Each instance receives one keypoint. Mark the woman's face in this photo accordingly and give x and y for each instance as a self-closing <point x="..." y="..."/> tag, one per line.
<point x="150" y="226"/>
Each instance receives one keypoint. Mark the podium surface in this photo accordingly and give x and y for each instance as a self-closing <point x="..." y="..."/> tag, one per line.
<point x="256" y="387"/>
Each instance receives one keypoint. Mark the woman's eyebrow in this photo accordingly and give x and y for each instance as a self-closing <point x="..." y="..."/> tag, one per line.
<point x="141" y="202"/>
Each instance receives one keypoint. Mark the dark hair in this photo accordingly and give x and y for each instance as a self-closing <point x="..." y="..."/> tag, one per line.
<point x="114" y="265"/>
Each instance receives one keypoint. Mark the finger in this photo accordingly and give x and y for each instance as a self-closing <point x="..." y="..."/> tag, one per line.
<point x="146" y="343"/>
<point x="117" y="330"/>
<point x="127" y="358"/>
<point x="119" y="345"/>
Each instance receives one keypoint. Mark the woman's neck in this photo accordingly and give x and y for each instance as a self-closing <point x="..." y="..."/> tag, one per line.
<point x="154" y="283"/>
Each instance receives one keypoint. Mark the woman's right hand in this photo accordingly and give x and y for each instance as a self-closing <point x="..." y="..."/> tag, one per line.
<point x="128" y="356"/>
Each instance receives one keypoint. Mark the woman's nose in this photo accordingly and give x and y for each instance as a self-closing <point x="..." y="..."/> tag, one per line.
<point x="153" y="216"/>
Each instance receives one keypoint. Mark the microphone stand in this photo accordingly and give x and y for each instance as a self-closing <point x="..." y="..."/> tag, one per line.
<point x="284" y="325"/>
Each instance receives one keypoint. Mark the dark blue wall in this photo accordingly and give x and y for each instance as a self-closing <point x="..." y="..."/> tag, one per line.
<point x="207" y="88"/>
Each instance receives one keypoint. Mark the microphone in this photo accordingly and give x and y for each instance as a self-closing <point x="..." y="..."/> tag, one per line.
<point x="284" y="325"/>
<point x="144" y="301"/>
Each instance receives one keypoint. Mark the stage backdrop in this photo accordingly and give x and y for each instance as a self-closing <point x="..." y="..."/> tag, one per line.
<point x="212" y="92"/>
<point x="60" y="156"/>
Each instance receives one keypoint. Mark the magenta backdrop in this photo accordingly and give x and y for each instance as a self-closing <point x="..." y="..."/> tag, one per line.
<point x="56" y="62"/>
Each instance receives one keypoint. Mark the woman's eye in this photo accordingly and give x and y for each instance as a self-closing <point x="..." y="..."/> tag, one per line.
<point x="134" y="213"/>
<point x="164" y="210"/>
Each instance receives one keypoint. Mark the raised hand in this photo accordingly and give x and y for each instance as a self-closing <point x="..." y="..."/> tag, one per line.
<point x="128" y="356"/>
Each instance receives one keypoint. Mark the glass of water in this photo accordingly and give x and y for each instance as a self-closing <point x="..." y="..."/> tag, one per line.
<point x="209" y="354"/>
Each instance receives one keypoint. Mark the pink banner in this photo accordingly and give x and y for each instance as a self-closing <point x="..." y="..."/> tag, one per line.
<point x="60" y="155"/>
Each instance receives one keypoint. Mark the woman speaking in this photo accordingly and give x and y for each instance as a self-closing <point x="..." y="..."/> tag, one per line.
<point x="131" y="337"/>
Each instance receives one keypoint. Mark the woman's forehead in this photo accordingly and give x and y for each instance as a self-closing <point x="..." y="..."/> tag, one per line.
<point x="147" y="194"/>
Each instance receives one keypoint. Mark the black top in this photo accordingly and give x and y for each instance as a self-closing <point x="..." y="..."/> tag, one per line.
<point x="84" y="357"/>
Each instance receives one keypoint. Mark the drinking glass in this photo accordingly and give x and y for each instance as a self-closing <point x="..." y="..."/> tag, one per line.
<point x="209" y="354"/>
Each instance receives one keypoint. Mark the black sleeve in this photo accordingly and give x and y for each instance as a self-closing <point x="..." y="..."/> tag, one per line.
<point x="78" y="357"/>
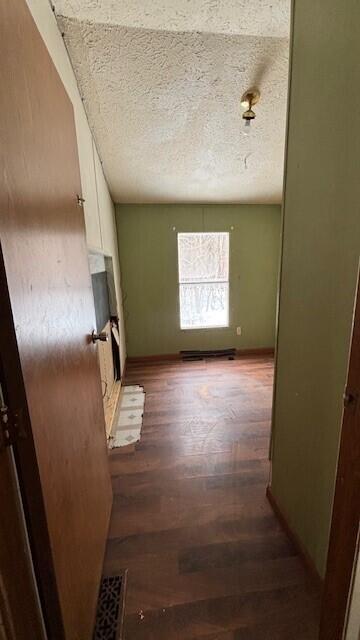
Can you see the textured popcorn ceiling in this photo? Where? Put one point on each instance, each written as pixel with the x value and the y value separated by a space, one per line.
pixel 161 83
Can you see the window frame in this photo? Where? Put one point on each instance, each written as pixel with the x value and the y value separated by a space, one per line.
pixel 204 327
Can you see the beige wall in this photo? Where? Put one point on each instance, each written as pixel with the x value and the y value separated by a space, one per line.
pixel 98 208
pixel 321 243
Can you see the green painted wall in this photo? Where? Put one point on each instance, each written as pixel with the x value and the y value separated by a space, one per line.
pixel 320 261
pixel 148 258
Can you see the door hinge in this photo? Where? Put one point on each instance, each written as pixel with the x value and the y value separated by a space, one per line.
pixel 10 427
pixel 350 398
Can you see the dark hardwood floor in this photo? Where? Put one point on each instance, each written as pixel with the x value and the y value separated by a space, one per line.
pixel 206 556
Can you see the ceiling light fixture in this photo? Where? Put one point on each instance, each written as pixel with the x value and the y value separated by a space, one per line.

*Aim of the exercise:* Repeat the data exactly in full, omitting its pictures.

*Output of the task:*
Each instance receives one keypoint. Mark the woman's face in this photo accordingly and give x and y for each instance as a self-closing <point x="..." y="..."/> tag, one per line.
<point x="150" y="226"/>
Each instance receives one keypoint. Mark the podium surface in this photo accordingly and give x and y for each instance as a self-closing <point x="..." y="..."/> tag, one per line.
<point x="256" y="387"/>
Each instance receives one keypoint. Mark the woman's eyebrow in this photo accordingly and give x and y for each instance as a self-closing <point x="..." y="..."/> tag, one per line.
<point x="141" y="202"/>
Each instance receives one keypoint. Mark the dark hair in this photo accordingly and give x and y for each instance as a self-closing <point x="..." y="..."/> tag, one per line.
<point x="114" y="265"/>
Each instance receives one keypoint. Mark the finger in this photo accordingly and give x and y for each instance as a self-closing <point x="..." y="..."/> tag, one per line.
<point x="146" y="343"/>
<point x="117" y="330"/>
<point x="127" y="358"/>
<point x="119" y="345"/>
Each instance receives one keypoint. Mark the woman's neck in this photo accordingly and give x and y for each instance as a self-closing <point x="..." y="..."/> tag, one per line.
<point x="154" y="283"/>
Each instance receives one keypoint. Mark the woman's right hand in this photo accordingly and give x and y for each instance as a self-closing <point x="..." y="..."/> tag, one per line.
<point x="128" y="356"/>
Each instance receives one keypoint. Mark the woman's nose in this photo accordingly and give x and y for each instance as a self-closing <point x="..." y="..."/> tag, one per line.
<point x="153" y="216"/>
Each instance receives one keypoint. Mark the microphone stand in this photo accordingly and give x and y for each instance as a self-closing <point x="..." y="..."/> tag, one per line.
<point x="284" y="325"/>
Each instance receives one keypoint. Mark the dark blue wall in this photo accordingly and give x and y for each instance as a self-closing <point x="..." y="..."/> tag, one per line.
<point x="207" y="88"/>
Each instance receives one keypoint. Mark the microphone in this photo accordingly and give x and y for each instance as a self-closing <point x="..." y="..."/> tag, one per line.
<point x="284" y="325"/>
<point x="144" y="301"/>
Each instance receives one keypoint. Mark the stage backdrop in this photo accordingly and give x and y for each instance as a self-closing <point x="..." y="..."/> tag, one per line.
<point x="212" y="92"/>
<point x="60" y="156"/>
Each instance receives one keypoint. Mark the magenta backdrop in this photo accordingly and give x and y for each instance as a self-closing <point x="..." y="..."/> tag, one per line.
<point x="56" y="62"/>
Each instance receives one keypoint. Mark the woman's eye in this photo accordingly and give x and y for each instance as a self-closing <point x="..." y="..."/> tag, one per line.
<point x="134" y="213"/>
<point x="164" y="210"/>
Each instance receives one keypoint. Mark the raised hand in this photo accordingly and give x and y for each instance as a self-closing <point x="..." y="..."/> tag, one per line.
<point x="128" y="356"/>
Each instance receives one keypoint. Mark the glass of water in this photo accordingly and give x and y for each instance as a self-closing <point x="..." y="..."/> tag, one per line.
<point x="209" y="354"/>
Each instance receives one keypoint. Mark the pink banner in this photo accordingly and give x and y for each instance as a self-closing <point x="..." y="..."/> tag, one per line.
<point x="60" y="155"/>
Each instance receives one keypoint. Mark the woman speaking in this photo accordingly and give x and y for each instance as a self-closing <point x="..." y="..."/> tag, one per line.
<point x="131" y="337"/>
Each instance receives one keypoint. Mark the woman's forehead in this photo accordingly and give x and y for each instance as a self-closing <point x="..." y="..."/> tag, one per line.
<point x="147" y="194"/>
Each instance receives one keypoint. Mark the black top in this photo accordingly and give x and y for each instance as a self-closing <point x="..." y="..."/> tag, one per line.
<point x="84" y="357"/>
Each instance receives one keypoint. Mark the drinking glass in this photo accordingly and give x and y for each instance as a self-closing <point x="..." y="..."/> tag, one per line.
<point x="209" y="354"/>
Each instance receives one keypoint. Mark the black sleeve in this photo accordingly and give x and y for each instance as a self-closing <point x="..." y="..."/> tag, one per line.
<point x="78" y="357"/>
Can you see the textured popcorn ceiling in this photo? Where? Put one point on each instance, each written as pixel with the x value and the y value separated by a space, one per line.
pixel 161 83
Can you see the window frame in this photo? Where? Put one point on each instance, each written as pixel with the x value and the y value separated by a space, one per line.
pixel 204 327
Can you see the beige wall in this photo? Where? Put one point on each instance, each written as pixel with the x value and the y value separated by a space, one per line.
pixel 98 208
pixel 321 243
Can you see the green painted wall in this photo? Where? Put one point on each instance, each written as pixel with the x value and the y value separated by a space, one per line.
pixel 320 261
pixel 148 258
Can you see the door hinge in this photo? Where? Put one point on each instance, each written as pixel with the x value and the y value separated by a space, one per line.
pixel 10 427
pixel 350 398
Can you see the dark hardwood floor in this photo? Where? Put one point on each instance, each written as pixel with the x value and the y value separated by a space, one per line.
pixel 206 556
Can you see the ceiling light fixture in this photo? Where? Put one point on each instance, each written as pixel with the x value and the y value separated by a space, one per line.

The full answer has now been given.